> [Tâche demandée]:
Dans l'extrait sur le paradoxe du flash, recopiez à l'identique le passage qui s'ouvre sur les mots « C’est précisément là » et se referme sur « joueur fait réellement. ».

> [Extrait choisi]:

>>

Que l’on s’entende bien, ce n’est pas l’attribut qui trompe, c’est la conclusion qu’on en tire, et c’est pour cela que la condition (notre fameux « S’il fait A« ) devient si dangereuse : parce qu’elle peut reposer sur une projection biaisée, où le fait d’avoir un attribut rare suffirait à rendre toutes les conditions et progressions possibles.
Le paradoxe du flash
« Tout ce qui brille n’est pas or »
Ce qu’il peut être…
Contrairement aux attributs, acquis, le flash n’a rien de durable, c’est une étincelle laissant entrevoir un joueur qui n’existe pas encore, un prototype qui disparait aussitôt, ou qui du moins ne reste pas.
C’est précisément là que l’analyse se trouble, puisque le flash montre souvent le meilleur de ce qu’un joueur peut produire… Sans pour autant dire quoi que ce soit de sa capacité à la reproduire ou à l’intégrer pleinement.
Il offre un aperçu de ce que le joueur pourrait devenir, et cet aperçu, parce qu’il est inattendu, prend parfois plus de place que tout ce que le joueur fait réellement.
Si les flashs séduisent autant, c’est parce qu’ils jouent sur une corde sensible chez ceux qui observent : la curiosité.
Sur des actions isolées ou peu fréquentes, le flash donne l’impression que le joueur casse sa condition, et laisse sortir quelque chose de plus ambitieux et de plus excitant, passé sous les radars jusqu’alors.
Une skip pass pour punir une aide tardive, une navigation dans les écrans qu’on ne lui soupçonnait pas encore, une manipulation défensive improvisée, et j’en passe : ces actions retiennent l’attention parce qu’elles rompent avec ce que l’on pensait savoir, elles ne disent pas du joueur “voilà ce qu’il est”, mais “et s’il pouvait être ça ?”.
Le fameux « … alors il deviendra B ».
Paradoxalement, alors que la nature même du flash est temporaire, on s’y raccroche, jusqu’à parfois le considérer comme une preuve d’un axe de progression possible.
À partir de là, la frontière entre observation et projection devient étonnamment poreuse, on analyse plus seulement l’action pour ce qu’elle est, mais pour ce qu’elle peut vouloir laisser présager.

<<

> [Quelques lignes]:
>>

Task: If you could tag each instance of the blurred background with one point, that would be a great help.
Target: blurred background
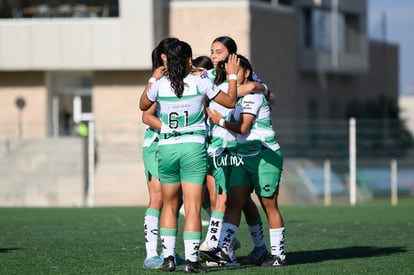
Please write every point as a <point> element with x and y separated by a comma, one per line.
<point>71,73</point>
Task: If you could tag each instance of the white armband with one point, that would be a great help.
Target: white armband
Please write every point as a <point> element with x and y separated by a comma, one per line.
<point>221,122</point>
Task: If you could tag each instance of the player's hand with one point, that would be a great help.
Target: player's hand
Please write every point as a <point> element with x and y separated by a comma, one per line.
<point>159,72</point>
<point>232,65</point>
<point>214,116</point>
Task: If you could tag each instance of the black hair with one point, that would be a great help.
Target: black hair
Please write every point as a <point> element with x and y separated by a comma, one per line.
<point>161,48</point>
<point>203,61</point>
<point>228,42</point>
<point>178,55</point>
<point>221,69</point>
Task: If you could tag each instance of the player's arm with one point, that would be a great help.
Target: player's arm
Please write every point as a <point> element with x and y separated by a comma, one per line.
<point>144,102</point>
<point>252,86</point>
<point>242,126</point>
<point>149,118</point>
<point>228,99</point>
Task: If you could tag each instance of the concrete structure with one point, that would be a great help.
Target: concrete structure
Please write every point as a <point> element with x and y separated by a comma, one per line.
<point>99,66</point>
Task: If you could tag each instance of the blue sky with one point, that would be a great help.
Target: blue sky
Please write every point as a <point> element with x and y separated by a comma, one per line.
<point>400,30</point>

<<

> [Réponse complète]:
C’est précisément là que l’analyse se trouble, puisque le flash montre souvent le meilleur de ce qu’un joueur peut produire… Sans pour autant dire quoi que ce soit de sa capacité à la reproduire ou à l’intégrer pleinement.
Il offre un aperçu de ce que le joueur pourrait devenir, et cet aperçu, parce qu’il est inattendu, prend parfois plus de place que tout ce que le joueur fait réellement.